PROBLEM STATEMENT: Write out exactly the lines from the one containing "Phrase: white baseboard" through the last line of the records below, including both.
[start GIVEN ENTRIES]
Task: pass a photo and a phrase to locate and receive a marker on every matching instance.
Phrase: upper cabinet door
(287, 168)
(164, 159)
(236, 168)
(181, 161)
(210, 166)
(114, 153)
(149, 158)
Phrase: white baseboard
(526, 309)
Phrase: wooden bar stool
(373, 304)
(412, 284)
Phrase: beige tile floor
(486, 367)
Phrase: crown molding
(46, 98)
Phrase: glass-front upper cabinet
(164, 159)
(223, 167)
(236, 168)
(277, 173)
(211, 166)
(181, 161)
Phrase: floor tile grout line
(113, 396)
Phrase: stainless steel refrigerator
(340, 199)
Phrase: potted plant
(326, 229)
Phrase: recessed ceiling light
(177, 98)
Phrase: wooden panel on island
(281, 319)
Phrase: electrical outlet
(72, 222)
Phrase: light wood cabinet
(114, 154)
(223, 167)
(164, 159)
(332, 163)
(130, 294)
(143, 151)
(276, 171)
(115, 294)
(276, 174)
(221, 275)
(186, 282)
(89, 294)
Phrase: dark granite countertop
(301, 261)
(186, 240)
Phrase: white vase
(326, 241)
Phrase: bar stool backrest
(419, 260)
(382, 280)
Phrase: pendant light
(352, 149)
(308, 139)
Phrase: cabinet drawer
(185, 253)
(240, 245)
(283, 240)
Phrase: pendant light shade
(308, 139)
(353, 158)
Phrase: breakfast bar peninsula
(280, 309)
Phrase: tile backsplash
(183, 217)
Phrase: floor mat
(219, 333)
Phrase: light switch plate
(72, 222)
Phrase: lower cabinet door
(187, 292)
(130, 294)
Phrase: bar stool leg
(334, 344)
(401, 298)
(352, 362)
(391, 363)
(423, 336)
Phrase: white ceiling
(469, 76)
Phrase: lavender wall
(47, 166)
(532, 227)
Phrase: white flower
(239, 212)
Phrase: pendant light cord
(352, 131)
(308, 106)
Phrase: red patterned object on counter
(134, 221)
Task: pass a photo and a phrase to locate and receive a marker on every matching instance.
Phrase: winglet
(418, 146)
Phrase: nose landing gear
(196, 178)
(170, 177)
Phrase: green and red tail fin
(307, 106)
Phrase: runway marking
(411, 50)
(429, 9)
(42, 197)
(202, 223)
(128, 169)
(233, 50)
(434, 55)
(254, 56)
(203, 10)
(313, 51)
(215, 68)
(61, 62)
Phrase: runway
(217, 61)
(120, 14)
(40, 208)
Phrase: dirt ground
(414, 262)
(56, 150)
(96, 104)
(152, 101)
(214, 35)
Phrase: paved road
[end GIVEN ENTRIES]
FINISHED ANSWER:
Phrase: white baseboard
(526, 309)
Phrase: wooden bar stool
(373, 304)
(412, 284)
Phrase: beige tile floor
(486, 367)
Phrase: crown molding
(46, 98)
Phrase: glass-front upper cabinet
(164, 159)
(223, 167)
(236, 168)
(277, 173)
(211, 166)
(181, 161)
Phrase: floor tile grout line
(113, 396)
Phrase: stainless steel refrigerator
(340, 199)
Phrase: potted plant
(326, 229)
Phrase: recessed ceiling light
(177, 98)
Phrase: wooden panel on island
(281, 319)
Phrase: electrical outlet
(72, 222)
Phrase: light wood cabinet
(114, 154)
(223, 167)
(164, 159)
(332, 163)
(130, 294)
(143, 151)
(276, 171)
(115, 294)
(276, 174)
(221, 275)
(186, 282)
(89, 294)
Phrase: dark granite countertop
(301, 261)
(186, 240)
Phrase: white vase
(326, 241)
Phrase: bar stool backrest
(419, 260)
(382, 280)
Phrase: pendant light
(352, 149)
(308, 139)
Phrase: cabinet drawer
(185, 253)
(240, 245)
(283, 240)
Phrase: pendant light shade
(308, 139)
(353, 158)
Phrase: breakfast bar peninsula
(280, 309)
Phrase: tile backsplash
(183, 217)
Phrase: floor mat
(219, 333)
Phrase: light switch plate
(72, 222)
Phrase: lower cabinet door
(187, 292)
(130, 294)
Phrase: bar stool leg
(334, 344)
(401, 298)
(352, 362)
(391, 363)
(423, 336)
Phrase: white ceiling
(469, 76)
Phrase: lavender wall
(47, 166)
(532, 227)
Phrase: white flower
(239, 212)
Phrase: pendant light cord
(352, 131)
(308, 106)
Phrase: red patterned object on counter
(134, 221)
Task: pass a photo and a phrase to locate and receive a marker on every matching instance.
Phrase: winglet
(418, 146)
Phrase: nose landing gear
(196, 178)
(170, 177)
Phrase: green and red tail fin
(307, 106)
Phrase: runway marking
(411, 50)
(429, 9)
(42, 197)
(202, 223)
(128, 169)
(233, 50)
(434, 55)
(254, 56)
(203, 10)
(313, 51)
(215, 68)
(61, 62)
Phrase: runway
(217, 61)
(120, 14)
(40, 208)
Phrase: dirt ground
(414, 262)
(56, 150)
(96, 104)
(152, 101)
(214, 35)
Phrase: paved road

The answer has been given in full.